### DOCUMENT PASSAGE
+-------+

Well, the main reason for all the controversy is that, in addition to all the above, they also work as Radio over Internet Protocol (RoIP) devices.

Put simply, you can contact other people (amateurs and non-amateurs) via PTT over the internet with no amateur licence required. The radios do not transmit on amateur frequencies but still work as ‘radios’, albeit but using ‘Internet Propagation’.

 

It’s all about Propagation…

Most of us are aware that all radio signals from LF to Microwave are effectively line-of-sight. Enhanced propagation happens because of natural phenomena such as that which occurs in the ionosphere and the troposphere. Because we experience that on some bands most days of the year, it is easy to take it for granted.

The internet is now also a form of propagation for signals. Yes, they may well be digital signals but the internet is, in effect, a man-made form of enhancing signals so they travel longer distances than they otherwise would. Sometimes wires (or optical fibres) are involved, sometimes not.

+-------+

### WHAT THE TASK ASKS
From the passage on radio over the internet, reproduce word for word the part from "Most of us are" to "involved, sometimes not.".

[Excerpts of location-labeling data]
+-------+

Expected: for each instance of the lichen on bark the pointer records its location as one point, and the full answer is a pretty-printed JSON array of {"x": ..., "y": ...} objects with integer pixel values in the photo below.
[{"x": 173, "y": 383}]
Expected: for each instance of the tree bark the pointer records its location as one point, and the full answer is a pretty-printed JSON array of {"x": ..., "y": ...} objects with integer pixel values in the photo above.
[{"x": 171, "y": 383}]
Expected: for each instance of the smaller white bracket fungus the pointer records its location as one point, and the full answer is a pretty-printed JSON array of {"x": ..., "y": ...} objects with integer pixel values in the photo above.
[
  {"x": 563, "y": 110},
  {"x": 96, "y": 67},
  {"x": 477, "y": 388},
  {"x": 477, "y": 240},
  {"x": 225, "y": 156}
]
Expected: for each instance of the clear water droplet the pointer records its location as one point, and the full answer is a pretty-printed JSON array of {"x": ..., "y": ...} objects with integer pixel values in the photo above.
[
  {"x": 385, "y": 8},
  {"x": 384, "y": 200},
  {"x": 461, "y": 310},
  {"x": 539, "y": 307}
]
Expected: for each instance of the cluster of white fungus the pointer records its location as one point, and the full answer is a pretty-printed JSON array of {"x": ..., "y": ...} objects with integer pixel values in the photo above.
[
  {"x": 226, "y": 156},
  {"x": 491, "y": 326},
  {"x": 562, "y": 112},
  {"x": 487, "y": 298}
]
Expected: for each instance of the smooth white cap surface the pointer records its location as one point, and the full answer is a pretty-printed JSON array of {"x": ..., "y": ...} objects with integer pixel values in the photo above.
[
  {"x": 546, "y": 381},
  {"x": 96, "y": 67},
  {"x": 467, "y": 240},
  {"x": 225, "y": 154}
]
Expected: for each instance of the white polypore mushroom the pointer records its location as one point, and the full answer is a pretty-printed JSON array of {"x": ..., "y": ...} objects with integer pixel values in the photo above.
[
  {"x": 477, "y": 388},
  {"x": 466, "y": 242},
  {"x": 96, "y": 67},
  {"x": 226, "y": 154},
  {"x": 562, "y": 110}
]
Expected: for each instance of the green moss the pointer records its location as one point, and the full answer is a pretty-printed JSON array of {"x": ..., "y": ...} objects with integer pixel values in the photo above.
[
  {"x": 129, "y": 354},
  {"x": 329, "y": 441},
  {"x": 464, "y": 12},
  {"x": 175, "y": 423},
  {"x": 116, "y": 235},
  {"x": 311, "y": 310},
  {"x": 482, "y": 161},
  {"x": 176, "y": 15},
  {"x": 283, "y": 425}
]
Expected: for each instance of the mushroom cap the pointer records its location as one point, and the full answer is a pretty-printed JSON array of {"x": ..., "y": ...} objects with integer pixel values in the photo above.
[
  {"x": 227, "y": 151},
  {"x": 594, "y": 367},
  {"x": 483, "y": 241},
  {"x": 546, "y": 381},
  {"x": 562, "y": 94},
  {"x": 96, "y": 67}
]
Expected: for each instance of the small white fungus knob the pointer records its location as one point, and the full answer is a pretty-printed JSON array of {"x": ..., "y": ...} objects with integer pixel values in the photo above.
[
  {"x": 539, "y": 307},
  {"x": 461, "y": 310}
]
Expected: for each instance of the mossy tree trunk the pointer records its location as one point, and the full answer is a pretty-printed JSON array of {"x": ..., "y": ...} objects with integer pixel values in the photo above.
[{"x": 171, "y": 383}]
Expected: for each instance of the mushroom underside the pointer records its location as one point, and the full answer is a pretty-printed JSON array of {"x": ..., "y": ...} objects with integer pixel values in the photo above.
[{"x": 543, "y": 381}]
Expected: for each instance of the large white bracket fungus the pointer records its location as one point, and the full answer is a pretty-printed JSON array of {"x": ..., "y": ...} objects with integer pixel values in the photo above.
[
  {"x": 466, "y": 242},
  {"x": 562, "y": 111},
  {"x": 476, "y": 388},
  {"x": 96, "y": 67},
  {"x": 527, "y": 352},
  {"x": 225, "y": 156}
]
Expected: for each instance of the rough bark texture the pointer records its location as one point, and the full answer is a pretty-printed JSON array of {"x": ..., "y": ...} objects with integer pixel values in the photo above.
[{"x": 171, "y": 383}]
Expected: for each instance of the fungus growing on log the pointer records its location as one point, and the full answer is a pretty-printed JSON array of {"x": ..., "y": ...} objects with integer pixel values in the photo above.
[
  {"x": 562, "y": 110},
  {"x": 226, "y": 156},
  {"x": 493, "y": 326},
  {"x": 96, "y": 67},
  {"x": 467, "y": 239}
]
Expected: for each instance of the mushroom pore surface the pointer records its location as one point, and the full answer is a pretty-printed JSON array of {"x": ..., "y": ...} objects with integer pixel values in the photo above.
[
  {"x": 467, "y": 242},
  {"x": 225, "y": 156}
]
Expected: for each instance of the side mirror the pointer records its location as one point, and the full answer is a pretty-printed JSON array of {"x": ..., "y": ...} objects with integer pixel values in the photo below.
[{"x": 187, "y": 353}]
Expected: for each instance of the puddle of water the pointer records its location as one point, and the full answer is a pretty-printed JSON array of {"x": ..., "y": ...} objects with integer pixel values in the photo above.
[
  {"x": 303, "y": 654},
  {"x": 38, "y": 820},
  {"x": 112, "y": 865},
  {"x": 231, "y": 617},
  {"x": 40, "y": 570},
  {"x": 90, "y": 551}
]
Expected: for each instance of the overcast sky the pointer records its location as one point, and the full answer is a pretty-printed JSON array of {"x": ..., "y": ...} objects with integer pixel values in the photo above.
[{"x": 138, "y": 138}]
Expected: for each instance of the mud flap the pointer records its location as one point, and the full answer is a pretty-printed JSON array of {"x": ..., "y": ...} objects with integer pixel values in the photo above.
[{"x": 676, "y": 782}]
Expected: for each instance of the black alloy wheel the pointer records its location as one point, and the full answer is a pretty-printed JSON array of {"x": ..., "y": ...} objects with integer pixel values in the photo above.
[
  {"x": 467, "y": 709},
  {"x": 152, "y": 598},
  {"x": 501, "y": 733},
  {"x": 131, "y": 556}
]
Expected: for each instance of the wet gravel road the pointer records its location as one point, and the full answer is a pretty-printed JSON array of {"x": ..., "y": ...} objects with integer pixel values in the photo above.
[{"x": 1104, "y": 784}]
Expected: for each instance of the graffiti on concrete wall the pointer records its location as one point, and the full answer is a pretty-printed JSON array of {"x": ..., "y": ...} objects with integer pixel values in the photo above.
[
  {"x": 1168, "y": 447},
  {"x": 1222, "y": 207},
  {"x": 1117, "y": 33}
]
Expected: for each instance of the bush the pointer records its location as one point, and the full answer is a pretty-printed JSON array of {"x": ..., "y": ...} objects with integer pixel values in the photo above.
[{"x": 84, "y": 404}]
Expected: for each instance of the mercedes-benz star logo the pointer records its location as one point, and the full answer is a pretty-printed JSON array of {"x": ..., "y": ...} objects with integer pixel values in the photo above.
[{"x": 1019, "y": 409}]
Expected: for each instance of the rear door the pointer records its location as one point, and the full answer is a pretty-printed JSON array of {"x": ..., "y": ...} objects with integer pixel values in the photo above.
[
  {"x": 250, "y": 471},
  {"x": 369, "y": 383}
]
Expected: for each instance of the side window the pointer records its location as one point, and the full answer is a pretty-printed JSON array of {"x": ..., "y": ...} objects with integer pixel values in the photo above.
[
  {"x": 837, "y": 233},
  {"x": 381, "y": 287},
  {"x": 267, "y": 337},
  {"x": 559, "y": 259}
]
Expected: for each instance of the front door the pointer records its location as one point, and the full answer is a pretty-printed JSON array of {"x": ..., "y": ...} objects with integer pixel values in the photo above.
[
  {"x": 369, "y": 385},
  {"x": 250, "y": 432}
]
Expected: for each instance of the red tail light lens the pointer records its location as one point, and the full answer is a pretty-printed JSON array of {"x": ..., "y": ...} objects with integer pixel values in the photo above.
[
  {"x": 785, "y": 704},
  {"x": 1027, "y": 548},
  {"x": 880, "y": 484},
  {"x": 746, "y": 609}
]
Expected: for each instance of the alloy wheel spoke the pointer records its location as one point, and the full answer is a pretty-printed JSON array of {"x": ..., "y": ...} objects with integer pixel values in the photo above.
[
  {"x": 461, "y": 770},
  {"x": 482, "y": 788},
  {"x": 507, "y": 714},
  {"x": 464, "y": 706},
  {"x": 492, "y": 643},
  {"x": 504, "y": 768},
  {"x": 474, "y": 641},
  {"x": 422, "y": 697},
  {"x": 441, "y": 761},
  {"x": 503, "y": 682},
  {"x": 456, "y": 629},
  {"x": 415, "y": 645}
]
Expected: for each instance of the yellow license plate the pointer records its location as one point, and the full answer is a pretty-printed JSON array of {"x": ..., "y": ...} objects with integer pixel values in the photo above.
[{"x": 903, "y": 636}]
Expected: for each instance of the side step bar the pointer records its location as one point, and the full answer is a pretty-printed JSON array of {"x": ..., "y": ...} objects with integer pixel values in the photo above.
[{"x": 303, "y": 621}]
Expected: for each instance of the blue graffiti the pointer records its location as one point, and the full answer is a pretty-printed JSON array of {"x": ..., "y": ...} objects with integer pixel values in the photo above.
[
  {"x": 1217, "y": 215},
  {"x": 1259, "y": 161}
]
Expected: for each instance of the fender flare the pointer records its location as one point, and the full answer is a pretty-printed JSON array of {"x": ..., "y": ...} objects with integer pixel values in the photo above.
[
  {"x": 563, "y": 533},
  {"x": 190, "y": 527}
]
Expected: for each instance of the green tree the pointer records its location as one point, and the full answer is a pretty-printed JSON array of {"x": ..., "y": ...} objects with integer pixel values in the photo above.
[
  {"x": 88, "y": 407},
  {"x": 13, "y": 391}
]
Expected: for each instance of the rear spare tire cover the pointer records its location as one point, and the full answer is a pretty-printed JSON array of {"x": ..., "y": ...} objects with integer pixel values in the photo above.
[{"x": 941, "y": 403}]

+-------+

### TASK ANSWER
Most of us are aware that all radio signals from LF to Microwave are effectively line-of-sight. Enhanced propagation happens because of natural phenomena such as that which occurs in the ionosphere and the troposphere. Because we experience that on some bands most days of the year, it is easy to take it for granted.

The internet is now also a form of propagation for signals. Yes, they may well be digital signals but the internet is, in effect, a man-made form of enhancing signals so they travel longer distances than they otherwise would. Sometimes wires (or optical fibres) are involved, sometimes not.